- _RECORDS PROVIDED_:
|---|

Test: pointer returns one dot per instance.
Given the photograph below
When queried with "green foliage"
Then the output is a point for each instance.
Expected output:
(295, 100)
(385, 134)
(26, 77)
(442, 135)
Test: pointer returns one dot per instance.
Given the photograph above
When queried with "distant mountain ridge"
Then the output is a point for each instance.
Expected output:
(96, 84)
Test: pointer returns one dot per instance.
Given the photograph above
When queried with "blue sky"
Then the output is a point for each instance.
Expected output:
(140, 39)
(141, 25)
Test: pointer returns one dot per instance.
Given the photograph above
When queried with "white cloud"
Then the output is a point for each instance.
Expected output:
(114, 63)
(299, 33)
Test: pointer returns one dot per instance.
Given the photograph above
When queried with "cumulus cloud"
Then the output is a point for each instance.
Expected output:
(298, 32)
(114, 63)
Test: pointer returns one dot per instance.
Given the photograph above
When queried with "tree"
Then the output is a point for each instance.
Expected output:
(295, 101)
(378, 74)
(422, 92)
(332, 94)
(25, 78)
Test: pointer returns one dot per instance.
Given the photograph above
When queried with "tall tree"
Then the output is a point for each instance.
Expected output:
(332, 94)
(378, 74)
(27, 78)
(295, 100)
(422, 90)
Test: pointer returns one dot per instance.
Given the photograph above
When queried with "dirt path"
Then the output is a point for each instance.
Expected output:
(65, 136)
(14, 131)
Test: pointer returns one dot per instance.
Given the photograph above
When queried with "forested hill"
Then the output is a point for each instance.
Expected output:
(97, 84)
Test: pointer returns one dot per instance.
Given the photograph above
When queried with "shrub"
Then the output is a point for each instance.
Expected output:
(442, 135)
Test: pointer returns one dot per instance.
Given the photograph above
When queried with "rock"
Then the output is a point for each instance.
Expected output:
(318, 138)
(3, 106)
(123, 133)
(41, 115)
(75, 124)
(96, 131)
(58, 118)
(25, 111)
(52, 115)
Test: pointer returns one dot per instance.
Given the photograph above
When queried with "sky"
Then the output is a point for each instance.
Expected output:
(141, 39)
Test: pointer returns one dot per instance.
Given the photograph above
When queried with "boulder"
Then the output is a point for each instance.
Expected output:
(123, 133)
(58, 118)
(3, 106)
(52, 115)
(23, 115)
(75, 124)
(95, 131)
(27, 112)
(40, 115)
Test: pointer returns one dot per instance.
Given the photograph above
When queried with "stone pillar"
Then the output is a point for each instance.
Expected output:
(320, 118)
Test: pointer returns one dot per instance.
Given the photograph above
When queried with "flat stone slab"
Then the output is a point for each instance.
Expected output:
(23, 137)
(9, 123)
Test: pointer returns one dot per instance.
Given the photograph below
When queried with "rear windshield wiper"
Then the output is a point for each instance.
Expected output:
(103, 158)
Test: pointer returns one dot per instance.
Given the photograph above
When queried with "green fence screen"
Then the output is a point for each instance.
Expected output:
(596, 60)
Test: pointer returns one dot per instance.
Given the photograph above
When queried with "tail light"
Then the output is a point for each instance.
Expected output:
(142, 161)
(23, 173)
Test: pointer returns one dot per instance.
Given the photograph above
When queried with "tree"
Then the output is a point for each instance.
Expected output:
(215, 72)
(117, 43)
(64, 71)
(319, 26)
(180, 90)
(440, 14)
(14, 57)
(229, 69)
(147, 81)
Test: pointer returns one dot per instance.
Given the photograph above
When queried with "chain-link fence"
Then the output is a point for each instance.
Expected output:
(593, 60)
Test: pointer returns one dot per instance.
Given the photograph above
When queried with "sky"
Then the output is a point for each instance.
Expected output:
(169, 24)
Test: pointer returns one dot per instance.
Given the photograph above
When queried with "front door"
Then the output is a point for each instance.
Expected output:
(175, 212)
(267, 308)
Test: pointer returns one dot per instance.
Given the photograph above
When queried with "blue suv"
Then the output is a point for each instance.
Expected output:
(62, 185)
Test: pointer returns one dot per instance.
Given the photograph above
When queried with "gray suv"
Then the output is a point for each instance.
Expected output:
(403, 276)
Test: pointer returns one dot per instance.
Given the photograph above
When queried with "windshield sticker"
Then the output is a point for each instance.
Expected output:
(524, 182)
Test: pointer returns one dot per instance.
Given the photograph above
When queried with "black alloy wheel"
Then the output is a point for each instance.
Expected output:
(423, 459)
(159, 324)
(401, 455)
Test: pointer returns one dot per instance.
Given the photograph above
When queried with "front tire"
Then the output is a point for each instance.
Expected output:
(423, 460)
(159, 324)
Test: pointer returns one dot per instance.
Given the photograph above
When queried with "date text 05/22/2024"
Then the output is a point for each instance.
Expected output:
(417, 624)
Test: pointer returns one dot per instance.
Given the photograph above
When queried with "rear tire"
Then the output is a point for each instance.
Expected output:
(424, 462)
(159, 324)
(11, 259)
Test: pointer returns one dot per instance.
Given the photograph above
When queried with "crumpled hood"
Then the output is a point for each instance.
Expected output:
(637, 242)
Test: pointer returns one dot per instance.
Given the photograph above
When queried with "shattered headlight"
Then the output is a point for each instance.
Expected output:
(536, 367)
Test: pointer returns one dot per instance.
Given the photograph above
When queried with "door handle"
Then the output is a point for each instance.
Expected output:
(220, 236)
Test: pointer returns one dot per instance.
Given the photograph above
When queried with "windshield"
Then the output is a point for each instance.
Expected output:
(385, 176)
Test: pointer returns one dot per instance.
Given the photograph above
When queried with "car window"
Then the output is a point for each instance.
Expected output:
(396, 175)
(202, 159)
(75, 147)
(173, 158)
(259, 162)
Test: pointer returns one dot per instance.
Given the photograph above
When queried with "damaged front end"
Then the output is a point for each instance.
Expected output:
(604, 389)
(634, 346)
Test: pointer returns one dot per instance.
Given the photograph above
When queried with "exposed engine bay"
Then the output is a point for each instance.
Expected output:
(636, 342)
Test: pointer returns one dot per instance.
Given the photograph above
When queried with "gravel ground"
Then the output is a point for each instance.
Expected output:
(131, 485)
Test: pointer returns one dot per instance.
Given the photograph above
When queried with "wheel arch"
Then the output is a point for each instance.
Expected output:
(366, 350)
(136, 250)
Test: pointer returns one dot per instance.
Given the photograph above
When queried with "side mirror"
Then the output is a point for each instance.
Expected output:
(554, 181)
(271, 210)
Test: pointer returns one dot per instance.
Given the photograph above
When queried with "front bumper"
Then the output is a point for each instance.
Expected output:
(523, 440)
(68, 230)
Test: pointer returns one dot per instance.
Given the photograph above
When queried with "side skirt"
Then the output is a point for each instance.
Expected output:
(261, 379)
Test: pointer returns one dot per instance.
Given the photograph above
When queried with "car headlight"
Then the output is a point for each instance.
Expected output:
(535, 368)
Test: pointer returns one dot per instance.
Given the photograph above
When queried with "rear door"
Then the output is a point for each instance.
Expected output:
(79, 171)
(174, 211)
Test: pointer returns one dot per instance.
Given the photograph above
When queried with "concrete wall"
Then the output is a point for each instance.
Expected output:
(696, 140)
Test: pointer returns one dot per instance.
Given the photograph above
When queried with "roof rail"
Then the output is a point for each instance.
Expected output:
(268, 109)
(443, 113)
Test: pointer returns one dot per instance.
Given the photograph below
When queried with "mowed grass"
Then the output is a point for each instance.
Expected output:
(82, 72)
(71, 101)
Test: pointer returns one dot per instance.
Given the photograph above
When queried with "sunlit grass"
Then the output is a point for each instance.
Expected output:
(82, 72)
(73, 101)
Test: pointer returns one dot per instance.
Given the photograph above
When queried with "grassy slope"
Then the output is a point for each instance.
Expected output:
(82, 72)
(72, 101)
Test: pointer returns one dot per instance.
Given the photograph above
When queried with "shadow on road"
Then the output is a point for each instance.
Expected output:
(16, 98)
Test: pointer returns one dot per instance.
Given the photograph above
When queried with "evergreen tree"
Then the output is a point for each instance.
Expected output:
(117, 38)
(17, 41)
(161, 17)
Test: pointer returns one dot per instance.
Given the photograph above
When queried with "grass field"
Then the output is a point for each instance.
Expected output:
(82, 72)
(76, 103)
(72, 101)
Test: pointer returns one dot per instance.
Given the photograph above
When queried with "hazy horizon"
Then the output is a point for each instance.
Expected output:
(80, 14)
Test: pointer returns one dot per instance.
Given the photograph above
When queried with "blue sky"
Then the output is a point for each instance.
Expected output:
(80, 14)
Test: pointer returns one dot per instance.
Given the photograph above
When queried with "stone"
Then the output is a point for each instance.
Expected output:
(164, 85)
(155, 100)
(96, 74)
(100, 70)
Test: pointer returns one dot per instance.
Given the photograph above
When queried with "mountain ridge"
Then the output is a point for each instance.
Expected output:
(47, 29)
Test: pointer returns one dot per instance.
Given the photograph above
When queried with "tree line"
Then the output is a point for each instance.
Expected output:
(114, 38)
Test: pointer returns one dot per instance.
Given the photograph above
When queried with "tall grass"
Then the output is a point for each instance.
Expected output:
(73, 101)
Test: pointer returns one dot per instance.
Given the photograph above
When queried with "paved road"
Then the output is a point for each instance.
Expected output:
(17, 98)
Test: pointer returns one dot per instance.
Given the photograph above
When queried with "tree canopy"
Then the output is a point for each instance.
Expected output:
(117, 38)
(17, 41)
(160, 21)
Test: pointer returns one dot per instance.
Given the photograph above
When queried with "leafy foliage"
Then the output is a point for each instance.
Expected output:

|---|

- _TASK GOAL_: Count the lines in the listing above that contain the string "windshield", treating the match as case-sensitive, and reply with the number only.

- _REPLY_: 3